Stored data
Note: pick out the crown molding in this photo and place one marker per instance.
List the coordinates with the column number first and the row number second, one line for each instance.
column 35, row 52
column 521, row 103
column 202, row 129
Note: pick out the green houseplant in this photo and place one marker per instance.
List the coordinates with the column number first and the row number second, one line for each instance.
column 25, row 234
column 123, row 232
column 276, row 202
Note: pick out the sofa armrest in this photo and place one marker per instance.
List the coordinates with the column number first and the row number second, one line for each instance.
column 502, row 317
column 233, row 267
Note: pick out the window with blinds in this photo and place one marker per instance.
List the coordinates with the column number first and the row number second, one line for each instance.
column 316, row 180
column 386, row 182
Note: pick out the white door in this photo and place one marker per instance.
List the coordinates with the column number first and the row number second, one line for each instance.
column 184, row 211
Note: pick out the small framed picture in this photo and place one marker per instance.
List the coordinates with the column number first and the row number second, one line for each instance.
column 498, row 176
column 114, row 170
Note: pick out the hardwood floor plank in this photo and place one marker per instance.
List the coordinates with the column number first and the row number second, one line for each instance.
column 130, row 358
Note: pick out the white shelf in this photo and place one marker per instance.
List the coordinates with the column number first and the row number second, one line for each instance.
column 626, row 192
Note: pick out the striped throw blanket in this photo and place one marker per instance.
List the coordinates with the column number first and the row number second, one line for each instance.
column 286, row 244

▸ **YOUR TASK**:
Begin at the line that has "Note: pick out the white door" in the entries above; stop after the line that has "Note: pick out the white shelf". Transcribe exactly those lines and no others.

▸ **RESPONSE**:
Note: pick out the white door in this photo and place one marker per instance.
List the coordinates with the column number first and the row number second, one line for each instance.
column 184, row 211
Note: pick out the small framed picture in this photo and place one marker per instance.
List the coordinates with the column number first and the row number second, one line for each instance.
column 498, row 176
column 114, row 170
Note: pick out the hardwood floor plank in this photo and place one marker per instance.
List the coordinates with the column number first and the row number second, one line for each instance.
column 130, row 358
Note: pick out the white shelf in this photo and place one marker per instance.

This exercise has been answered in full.